The task. Copy the following records word for word, keeping every line exactly as it stands.

━━━━━ Listing

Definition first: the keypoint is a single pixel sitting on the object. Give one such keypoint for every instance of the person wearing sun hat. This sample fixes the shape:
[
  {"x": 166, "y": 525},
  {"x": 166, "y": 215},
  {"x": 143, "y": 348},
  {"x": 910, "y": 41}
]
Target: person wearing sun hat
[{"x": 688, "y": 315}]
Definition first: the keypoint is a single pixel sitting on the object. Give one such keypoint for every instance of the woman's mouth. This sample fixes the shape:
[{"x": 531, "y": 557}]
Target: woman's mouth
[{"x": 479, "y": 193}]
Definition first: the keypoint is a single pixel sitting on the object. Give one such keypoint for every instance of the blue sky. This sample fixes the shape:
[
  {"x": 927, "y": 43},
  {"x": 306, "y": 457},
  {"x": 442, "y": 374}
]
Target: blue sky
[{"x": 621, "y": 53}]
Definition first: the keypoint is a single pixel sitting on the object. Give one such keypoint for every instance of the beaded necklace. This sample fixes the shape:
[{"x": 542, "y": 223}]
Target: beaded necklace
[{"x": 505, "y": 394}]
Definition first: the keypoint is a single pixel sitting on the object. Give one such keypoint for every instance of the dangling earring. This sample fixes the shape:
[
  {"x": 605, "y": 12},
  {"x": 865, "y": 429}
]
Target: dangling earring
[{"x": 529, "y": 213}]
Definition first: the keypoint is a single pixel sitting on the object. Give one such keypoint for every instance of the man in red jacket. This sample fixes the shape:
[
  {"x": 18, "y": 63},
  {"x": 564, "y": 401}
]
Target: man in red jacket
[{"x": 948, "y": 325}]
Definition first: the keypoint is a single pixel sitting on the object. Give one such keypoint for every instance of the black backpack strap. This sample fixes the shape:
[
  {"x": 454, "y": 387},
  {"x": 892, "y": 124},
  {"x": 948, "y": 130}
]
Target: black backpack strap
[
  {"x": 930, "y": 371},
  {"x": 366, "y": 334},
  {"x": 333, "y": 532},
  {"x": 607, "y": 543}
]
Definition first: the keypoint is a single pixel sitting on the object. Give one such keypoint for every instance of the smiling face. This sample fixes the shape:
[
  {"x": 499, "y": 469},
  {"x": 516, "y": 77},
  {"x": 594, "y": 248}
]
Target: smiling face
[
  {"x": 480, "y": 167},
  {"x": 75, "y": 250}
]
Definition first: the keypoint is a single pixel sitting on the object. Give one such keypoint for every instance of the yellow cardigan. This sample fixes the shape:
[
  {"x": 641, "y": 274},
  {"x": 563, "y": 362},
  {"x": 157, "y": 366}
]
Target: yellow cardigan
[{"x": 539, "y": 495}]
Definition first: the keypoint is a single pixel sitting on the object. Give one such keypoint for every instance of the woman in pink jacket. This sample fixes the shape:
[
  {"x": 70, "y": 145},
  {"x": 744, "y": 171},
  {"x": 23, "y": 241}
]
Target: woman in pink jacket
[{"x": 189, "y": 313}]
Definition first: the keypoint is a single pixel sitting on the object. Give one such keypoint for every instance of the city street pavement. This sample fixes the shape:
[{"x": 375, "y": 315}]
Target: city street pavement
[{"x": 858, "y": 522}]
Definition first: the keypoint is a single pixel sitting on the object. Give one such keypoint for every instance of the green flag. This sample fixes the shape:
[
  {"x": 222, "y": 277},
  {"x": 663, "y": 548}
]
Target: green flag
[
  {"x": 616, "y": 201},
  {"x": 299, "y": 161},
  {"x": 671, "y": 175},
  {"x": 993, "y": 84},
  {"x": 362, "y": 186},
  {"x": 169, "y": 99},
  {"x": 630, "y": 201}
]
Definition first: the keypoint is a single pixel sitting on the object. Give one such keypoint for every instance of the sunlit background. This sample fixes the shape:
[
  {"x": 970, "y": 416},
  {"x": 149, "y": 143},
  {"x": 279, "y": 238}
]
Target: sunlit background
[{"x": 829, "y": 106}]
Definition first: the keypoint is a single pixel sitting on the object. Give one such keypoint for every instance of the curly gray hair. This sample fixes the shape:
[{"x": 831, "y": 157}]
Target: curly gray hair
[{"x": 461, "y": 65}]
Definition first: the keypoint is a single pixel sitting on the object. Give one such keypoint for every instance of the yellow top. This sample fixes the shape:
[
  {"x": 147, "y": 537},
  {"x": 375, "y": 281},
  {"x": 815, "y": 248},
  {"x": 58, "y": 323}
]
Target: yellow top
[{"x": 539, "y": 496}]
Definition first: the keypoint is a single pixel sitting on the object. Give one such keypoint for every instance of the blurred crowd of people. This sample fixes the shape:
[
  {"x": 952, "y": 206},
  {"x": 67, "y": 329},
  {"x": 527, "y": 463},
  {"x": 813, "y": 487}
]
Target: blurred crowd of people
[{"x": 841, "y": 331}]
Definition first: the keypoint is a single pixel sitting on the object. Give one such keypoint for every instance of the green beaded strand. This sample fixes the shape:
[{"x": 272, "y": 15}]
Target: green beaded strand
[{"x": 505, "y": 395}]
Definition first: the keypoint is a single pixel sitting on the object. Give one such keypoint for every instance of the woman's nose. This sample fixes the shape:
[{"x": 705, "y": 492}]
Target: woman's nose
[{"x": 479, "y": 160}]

━━━━━━━━━━

Solution below.
Definition first: the keypoint is a single pixel sitting on the object. Give one such keypoint for every instance of the person wearing sun hat. This sample fixes the shape:
[
  {"x": 166, "y": 525},
  {"x": 166, "y": 215},
  {"x": 143, "y": 348},
  {"x": 910, "y": 41}
]
Target: person wearing sun hat
[{"x": 688, "y": 315}]
Definition first: the keypoint is a single pixel sitting on the object. Give one such keypoint for every instance of the woman's mouth. This sample fixes the shape:
[{"x": 531, "y": 557}]
Target: woman's mouth
[{"x": 479, "y": 193}]
Definition first: the keypoint is a single pixel sitting on the object. Give one such keypoint for every instance of the blue sky. This sample fixes the shape:
[
  {"x": 927, "y": 43},
  {"x": 306, "y": 457},
  {"x": 442, "y": 374}
]
Target: blue sky
[{"x": 621, "y": 53}]
Definition first: the keypoint is a single pixel sitting on the object. Give one such keypoint for every instance of the beaded necklace. This sample fixes the shape:
[{"x": 542, "y": 223}]
Target: beaded necklace
[{"x": 505, "y": 394}]
Definition first: the keypoint is a single pixel sitting on the object. Give one such keypoint for every instance of the dangling earring. This sample fixes the shape:
[
  {"x": 605, "y": 12},
  {"x": 865, "y": 429}
]
Target: dangling earring
[{"x": 529, "y": 213}]
Definition first: the keypoint is a single pixel sitting on the object. Give one such keypoint for every instance of the man in red jacket. This sample fixes the shape:
[
  {"x": 18, "y": 63},
  {"x": 564, "y": 401}
]
Target: man in red jacket
[{"x": 948, "y": 325}]
Definition first: the keypoint is a single pixel sitting on the object. Give one such keypoint for every instance of the black backpack strap. This sample fixes the shape:
[
  {"x": 454, "y": 387},
  {"x": 892, "y": 124},
  {"x": 948, "y": 130}
]
Target: black backpack strap
[
  {"x": 930, "y": 371},
  {"x": 366, "y": 334},
  {"x": 333, "y": 532},
  {"x": 607, "y": 543}
]
Definition first: the keypoint is a single pixel sitting on the object. Give one such keypoint for every instance of the smiling face. This sample fixes the shape:
[
  {"x": 499, "y": 469},
  {"x": 516, "y": 77},
  {"x": 594, "y": 248}
]
Target: smiling face
[
  {"x": 480, "y": 167},
  {"x": 75, "y": 250}
]
Definition first: the keypoint is a single pixel sitting on the object. Give one such keypoint for every instance of the yellow cardigan. This sample fixes the shape:
[
  {"x": 641, "y": 274},
  {"x": 563, "y": 362},
  {"x": 157, "y": 366}
]
Target: yellow cardigan
[{"x": 539, "y": 495}]
Definition first: the keypoint is a single pixel sitting on the object. Give one such keypoint for every instance of the woman in pink jacket. This sample fixes the shape:
[
  {"x": 70, "y": 145},
  {"x": 744, "y": 171},
  {"x": 23, "y": 241}
]
Target: woman in pink jacket
[{"x": 189, "y": 313}]
Definition first: the keypoint is a single pixel sitting on the object. Give one such keypoint for every instance of the city street pavement. This sample fixes the shape:
[{"x": 375, "y": 315}]
Target: city street pavement
[{"x": 858, "y": 522}]
Definition first: the keypoint is a single pixel sitting on the object. Give one such keypoint for every instance of the green flag. This sample fixes the shape:
[
  {"x": 222, "y": 277},
  {"x": 663, "y": 548}
]
Target: green flag
[
  {"x": 616, "y": 201},
  {"x": 299, "y": 161},
  {"x": 671, "y": 175},
  {"x": 993, "y": 84},
  {"x": 362, "y": 186},
  {"x": 169, "y": 99},
  {"x": 630, "y": 201}
]
Definition first: the keypoint is a single pixel sitting on the object. Give one such keypoint for every instance of the sunlit background. This sample fixes the shape:
[
  {"x": 970, "y": 416},
  {"x": 149, "y": 143},
  {"x": 279, "y": 238}
]
Target: sunlit background
[{"x": 829, "y": 106}]
Definition first: the keypoint is a single pixel sitting on the object. Give one such keypoint for every instance of the curly gray hair. This sample fixes the shape:
[{"x": 831, "y": 157}]
Target: curly gray hair
[{"x": 461, "y": 65}]
Definition first: the keypoint is a single pixel sitting on the object. Give one such keypoint for every instance of the yellow top. This sample fixes the shape:
[
  {"x": 147, "y": 537},
  {"x": 375, "y": 281},
  {"x": 815, "y": 248},
  {"x": 58, "y": 323}
]
Target: yellow top
[{"x": 539, "y": 496}]
Definition first: the keypoint is a single pixel sitting on the object. Give one such keypoint for every instance of the blurred crowd of people. This sample fixes the shape:
[
  {"x": 952, "y": 206},
  {"x": 67, "y": 329},
  {"x": 527, "y": 463},
  {"x": 813, "y": 487}
]
Target: blurred crowd of people
[{"x": 841, "y": 331}]
Definition first: the keypoint is a single pixel sitting on the object. Give one such keypoint for every instance of the green beaded strand. This sample fixes the shape:
[{"x": 272, "y": 15}]
Target: green beaded strand
[{"x": 505, "y": 395}]
Definition first: the keypoint is a single pixel sitting on the object. Give one such keypoint for every instance of the woman's nose. This sample fixes the shape:
[{"x": 705, "y": 492}]
Target: woman's nose
[{"x": 479, "y": 160}]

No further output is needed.